== Data supplied
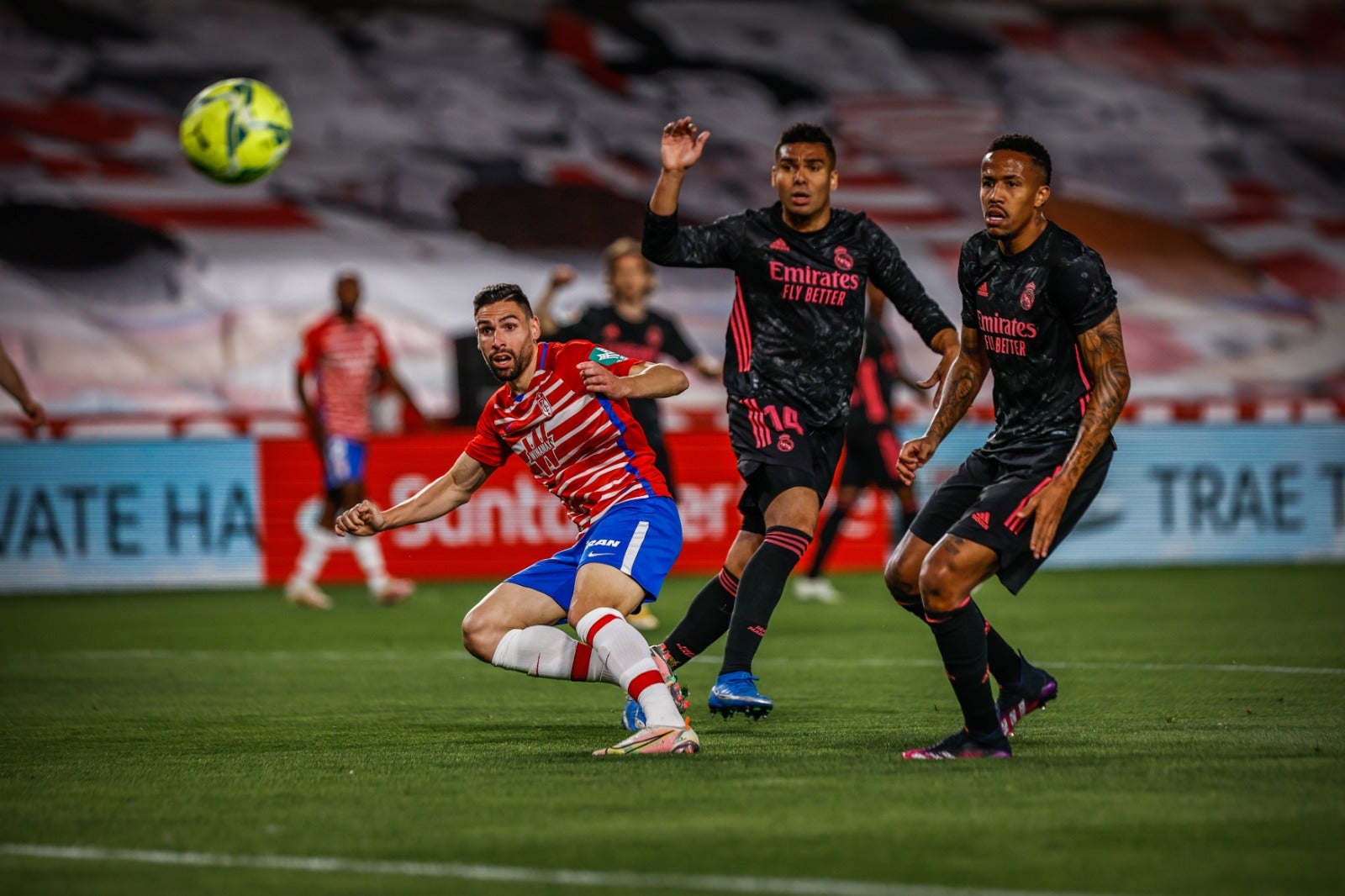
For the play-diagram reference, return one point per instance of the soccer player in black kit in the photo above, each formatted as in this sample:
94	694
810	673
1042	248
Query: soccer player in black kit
1040	313
791	351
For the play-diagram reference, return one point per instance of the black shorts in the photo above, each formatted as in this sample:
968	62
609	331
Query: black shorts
871	458
777	452
979	501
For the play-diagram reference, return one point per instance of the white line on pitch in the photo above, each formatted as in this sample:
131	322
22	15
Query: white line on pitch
511	873
401	656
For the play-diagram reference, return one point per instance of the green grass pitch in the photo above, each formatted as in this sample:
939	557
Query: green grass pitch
1197	746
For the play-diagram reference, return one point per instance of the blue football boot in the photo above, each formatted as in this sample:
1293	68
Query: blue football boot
737	693
632	717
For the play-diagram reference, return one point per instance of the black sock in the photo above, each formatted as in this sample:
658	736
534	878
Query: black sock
901	522
760	589
826	537
1005	665
706	619
962	642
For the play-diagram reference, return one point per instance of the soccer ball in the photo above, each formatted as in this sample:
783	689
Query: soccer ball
235	131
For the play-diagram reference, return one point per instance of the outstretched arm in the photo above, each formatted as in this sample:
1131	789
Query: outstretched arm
647	380
1103	356
965	378
13	382
562	277
446	494
681	148
400	387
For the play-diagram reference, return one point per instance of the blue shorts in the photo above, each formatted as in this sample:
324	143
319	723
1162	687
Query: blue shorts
343	461
641	537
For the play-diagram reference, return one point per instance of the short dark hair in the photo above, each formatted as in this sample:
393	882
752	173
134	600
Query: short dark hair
1029	147
807	132
501	293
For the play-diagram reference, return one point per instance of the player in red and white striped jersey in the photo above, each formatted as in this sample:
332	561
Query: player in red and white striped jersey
564	410
346	358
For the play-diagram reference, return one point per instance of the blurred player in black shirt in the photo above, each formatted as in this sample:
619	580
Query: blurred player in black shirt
1040	313
791	351
629	326
871	450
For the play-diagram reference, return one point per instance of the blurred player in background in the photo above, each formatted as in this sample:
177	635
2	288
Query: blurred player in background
871	448
13	382
347	361
1039	311
564	410
791	351
629	326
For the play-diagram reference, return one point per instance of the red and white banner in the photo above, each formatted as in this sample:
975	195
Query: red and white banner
513	521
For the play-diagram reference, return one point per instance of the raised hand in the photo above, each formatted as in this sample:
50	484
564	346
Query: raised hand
361	519
683	145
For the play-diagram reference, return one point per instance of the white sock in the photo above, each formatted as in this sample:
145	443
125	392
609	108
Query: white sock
627	656
318	544
369	555
545	651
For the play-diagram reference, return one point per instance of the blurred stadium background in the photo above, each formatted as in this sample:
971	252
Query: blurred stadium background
168	717
444	145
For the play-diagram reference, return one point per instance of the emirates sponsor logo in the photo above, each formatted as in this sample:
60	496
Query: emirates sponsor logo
1006	326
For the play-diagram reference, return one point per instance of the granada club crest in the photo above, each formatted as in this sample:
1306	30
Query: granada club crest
1028	296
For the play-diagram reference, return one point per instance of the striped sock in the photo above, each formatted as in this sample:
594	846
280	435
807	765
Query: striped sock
545	651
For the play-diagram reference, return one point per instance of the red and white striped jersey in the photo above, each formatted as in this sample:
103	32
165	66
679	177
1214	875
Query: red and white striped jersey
585	448
345	356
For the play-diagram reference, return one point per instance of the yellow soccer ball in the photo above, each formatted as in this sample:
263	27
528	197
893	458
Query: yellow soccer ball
235	131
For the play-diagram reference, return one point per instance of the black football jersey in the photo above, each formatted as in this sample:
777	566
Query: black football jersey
649	340
1029	309
797	323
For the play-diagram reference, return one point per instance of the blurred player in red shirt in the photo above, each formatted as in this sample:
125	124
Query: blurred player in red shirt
347	361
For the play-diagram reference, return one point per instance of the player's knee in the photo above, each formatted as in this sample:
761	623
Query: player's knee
481	634
939	587
901	575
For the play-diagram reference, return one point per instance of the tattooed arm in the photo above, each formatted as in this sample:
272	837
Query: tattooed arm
1105	358
959	390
====
> _Goal of the exercise_: Recast the lines above as a numbered list, starting at the line that contains "of the tattooed" and ending with the last line, with any blank lines left out.

> _Exercise result_:
1. For the play-diagram reference, return one point per instance of the tattooed arm in the photo above, each formatted as in this sample:
2. 272	837
3. Query: tattooed arm
4. 1105	358
5. 959	390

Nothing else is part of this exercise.